TRECHO FORNECIDO:

>>>>>

Pesquisa calcula que mares atingiram um terço da sua capacidade de absorver o principal vilão do efeito estufa

Gás carbônico já entope "ralo" dos oceanos

CLAUDIO ANGELO
EDITOR-ASSISTENTE DE CIÊNCIA

À primeira vista, parece uma boa notícia: quase metade do gás carbônico emitido por atividades humanas desde o início da era industrial vai parar nos oceanos. Acontece que esse "ralo" está começando a entupir, com conseqüências potencialmente desastrosas para o planeta num futuro não tão distante.
Um estudo publicado hoje na revista científica norte-americana "Science" (www.sciencemag.org) afirma que 118 bilhões de toneladas de carbono provenientes da queima de combustíveis fósseis (como o petróleo) e da fabricação de cimento no período de 1800 a 1994 foram parar nos oceanos. Os autores da pesquisa estimam que esse volume corresponda a um terço da capacidade oceânica de estocar o gás, maior responsável pelo efeito estufa.
Como tudo que diz respeito ao clima do planeta, as conseqüências dessa saturação dos mares são complexas e pouco compreendidas. O oceano tem uma capacidade enorme de processar resíduos. Portanto, a longo prazo -alguns milhares de anos-, o gás carbônico em excesso teoricamente acabaria no fundo do mar, misturado aos sedimentos.
Só que, antes de melhorar, a situação deve piorar. Na escala de tempo de décadas a séculos, que é a que interessa à humanidade no momento, os mares deverão passar de sorvedouro a fonte adicional de gás carbônico (CO2), agravando o aquecimento da Terra.

<<<<<

PROBLEMA A RESOLVER: Devolva, sem nenhuma alteração, a parte do texto sobre o gás carbônico nos oceanos que vai de "Um estudo publicado" a "misturado aos sedimentos.". As linhas a seguir não têm nenhum papel aqui.

MATERIAL FORNECIDO:
>>>>>

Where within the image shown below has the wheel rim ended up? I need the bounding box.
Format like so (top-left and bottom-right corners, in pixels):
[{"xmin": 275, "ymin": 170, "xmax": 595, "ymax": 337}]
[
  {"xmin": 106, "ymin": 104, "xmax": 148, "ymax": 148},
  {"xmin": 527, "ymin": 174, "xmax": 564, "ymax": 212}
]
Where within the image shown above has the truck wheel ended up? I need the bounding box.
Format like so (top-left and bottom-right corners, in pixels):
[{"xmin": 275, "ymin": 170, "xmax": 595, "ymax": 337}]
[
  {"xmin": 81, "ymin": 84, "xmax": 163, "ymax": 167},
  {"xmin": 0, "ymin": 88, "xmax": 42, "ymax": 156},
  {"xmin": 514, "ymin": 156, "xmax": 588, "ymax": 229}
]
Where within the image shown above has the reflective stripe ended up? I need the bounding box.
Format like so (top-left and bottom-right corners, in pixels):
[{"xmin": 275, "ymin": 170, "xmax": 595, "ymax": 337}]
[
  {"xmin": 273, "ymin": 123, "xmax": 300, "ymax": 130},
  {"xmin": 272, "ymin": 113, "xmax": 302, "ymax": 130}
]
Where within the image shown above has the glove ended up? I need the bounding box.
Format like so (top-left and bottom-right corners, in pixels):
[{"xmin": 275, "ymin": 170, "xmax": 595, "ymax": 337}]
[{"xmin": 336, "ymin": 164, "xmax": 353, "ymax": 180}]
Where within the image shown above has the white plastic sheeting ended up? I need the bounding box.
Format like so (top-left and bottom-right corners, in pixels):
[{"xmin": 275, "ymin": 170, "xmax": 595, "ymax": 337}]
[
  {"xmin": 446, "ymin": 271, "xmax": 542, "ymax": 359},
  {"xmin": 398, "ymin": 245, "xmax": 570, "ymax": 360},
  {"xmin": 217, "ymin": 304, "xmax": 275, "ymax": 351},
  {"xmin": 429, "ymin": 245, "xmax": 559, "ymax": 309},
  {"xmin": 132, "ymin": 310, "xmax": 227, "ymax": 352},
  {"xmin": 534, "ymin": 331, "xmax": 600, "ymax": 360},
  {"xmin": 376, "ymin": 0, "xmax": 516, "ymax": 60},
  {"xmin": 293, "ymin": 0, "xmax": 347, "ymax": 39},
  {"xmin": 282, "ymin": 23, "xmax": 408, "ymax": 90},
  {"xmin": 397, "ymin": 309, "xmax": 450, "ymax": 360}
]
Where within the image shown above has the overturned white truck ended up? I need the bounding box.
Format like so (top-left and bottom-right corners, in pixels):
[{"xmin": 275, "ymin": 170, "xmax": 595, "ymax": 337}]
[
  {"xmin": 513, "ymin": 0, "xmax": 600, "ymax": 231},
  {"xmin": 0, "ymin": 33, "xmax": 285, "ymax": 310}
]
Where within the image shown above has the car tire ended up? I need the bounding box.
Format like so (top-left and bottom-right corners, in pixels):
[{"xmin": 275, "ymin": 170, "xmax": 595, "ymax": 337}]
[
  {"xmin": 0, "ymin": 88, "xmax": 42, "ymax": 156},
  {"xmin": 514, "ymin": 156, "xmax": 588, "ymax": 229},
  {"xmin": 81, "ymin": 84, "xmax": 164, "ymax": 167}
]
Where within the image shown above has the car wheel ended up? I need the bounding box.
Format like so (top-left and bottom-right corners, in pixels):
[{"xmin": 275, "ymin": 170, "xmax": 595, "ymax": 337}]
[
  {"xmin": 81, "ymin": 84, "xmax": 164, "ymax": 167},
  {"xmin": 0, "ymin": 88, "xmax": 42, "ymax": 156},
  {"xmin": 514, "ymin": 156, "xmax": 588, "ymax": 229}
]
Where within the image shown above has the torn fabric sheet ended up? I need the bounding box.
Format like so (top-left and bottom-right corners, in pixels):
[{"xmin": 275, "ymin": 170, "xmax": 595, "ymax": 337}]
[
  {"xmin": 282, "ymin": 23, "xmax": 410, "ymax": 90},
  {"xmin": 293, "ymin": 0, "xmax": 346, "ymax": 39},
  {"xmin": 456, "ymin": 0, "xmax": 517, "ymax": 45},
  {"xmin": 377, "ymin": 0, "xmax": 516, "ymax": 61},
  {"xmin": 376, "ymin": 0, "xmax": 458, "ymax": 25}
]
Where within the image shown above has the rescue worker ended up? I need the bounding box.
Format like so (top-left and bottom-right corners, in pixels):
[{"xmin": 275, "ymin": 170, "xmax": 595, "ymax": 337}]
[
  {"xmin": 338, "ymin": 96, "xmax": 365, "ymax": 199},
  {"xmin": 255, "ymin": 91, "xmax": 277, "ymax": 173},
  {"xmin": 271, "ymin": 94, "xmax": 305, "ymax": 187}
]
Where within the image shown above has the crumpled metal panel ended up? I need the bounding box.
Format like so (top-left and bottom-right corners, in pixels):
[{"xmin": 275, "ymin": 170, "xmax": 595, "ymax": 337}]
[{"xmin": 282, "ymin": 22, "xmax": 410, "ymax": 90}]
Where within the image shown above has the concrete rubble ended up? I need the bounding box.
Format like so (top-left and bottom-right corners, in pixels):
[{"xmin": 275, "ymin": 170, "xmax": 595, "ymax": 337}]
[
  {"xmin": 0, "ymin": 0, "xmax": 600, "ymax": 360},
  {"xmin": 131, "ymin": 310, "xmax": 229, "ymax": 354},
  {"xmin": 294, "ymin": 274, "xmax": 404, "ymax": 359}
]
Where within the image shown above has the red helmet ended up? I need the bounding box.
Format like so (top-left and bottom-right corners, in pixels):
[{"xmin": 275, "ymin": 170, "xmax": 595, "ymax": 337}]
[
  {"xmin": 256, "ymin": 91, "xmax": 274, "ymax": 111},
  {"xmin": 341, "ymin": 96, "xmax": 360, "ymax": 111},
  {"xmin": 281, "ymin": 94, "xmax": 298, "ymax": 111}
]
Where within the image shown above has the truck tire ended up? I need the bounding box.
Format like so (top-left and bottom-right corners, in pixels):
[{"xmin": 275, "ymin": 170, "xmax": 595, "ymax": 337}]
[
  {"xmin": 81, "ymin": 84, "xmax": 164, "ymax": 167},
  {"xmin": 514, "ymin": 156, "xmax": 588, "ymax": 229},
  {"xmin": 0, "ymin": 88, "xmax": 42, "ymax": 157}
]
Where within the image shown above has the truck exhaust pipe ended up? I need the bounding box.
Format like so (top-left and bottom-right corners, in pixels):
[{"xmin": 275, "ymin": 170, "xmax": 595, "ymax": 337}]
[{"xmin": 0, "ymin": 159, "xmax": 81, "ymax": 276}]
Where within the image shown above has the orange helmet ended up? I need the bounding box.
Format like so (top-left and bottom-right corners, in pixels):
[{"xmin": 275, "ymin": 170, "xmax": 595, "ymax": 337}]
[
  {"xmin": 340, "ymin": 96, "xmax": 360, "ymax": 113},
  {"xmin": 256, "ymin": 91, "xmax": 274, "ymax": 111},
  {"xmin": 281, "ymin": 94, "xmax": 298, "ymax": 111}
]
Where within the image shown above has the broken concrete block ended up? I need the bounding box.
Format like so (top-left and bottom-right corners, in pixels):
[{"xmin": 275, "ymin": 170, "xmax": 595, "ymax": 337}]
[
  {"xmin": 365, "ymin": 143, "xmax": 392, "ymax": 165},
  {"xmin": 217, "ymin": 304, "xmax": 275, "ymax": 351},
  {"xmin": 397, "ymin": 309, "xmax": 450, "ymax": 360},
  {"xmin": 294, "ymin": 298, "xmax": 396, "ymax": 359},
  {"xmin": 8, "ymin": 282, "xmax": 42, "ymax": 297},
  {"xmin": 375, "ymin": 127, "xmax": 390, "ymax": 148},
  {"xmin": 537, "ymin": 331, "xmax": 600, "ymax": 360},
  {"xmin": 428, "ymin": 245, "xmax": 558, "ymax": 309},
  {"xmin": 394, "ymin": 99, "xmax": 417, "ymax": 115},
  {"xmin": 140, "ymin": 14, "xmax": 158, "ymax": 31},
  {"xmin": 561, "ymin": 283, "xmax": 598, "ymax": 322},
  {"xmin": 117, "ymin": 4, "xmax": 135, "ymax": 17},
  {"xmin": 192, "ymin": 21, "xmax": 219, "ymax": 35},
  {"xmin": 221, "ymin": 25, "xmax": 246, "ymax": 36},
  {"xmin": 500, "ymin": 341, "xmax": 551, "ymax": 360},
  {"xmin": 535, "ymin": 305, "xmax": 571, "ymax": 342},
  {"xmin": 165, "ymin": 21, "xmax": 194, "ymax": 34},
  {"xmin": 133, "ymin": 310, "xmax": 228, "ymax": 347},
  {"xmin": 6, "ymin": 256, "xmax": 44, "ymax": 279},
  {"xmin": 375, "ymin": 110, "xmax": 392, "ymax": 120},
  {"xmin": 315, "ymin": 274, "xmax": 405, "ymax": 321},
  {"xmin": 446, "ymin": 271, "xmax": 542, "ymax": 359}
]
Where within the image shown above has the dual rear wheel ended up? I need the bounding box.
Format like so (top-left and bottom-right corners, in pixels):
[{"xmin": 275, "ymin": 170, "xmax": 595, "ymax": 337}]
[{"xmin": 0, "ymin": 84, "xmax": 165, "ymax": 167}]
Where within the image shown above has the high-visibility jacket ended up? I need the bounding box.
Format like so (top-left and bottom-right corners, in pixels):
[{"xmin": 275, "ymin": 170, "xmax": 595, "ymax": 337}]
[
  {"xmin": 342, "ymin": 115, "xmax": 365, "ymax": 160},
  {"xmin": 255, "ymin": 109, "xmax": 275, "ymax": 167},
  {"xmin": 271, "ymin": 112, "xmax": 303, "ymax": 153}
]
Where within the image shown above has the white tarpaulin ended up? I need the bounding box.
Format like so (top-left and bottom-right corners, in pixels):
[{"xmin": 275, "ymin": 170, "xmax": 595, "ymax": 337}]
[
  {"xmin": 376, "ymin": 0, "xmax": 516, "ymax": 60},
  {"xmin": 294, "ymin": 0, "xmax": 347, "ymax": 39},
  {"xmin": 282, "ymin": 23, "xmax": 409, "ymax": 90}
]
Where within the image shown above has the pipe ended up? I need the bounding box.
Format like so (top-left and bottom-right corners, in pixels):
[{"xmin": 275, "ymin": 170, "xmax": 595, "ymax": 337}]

<<<<<

RESULTADO DA TAREFA:
Um estudo publicado hoje na revista científica norte-americana "Science" (www.sciencemag.org) afirma que 118 bilhões de toneladas de carbono provenientes da queima de combustíveis fósseis (como o petróleo) e da fabricação de cimento no período de 1800 a 1994 foram parar nos oceanos. Os autores da pesquisa estimam que esse volume corresponda a um terço da capacidade oceânica de estocar o gás, maior responsável pelo efeito estufa.
Como tudo que diz respeito ao clima do planeta, as conseqüências dessa saturação dos mares são complexas e pouco compreendidas. O oceano tem uma capacidade enorme de processar resíduos. Portanto, a longo prazo -alguns milhares de anos-, o gás carbônico em excesso teoricamente acabaria no fundo do mar, misturado aos sedimentos.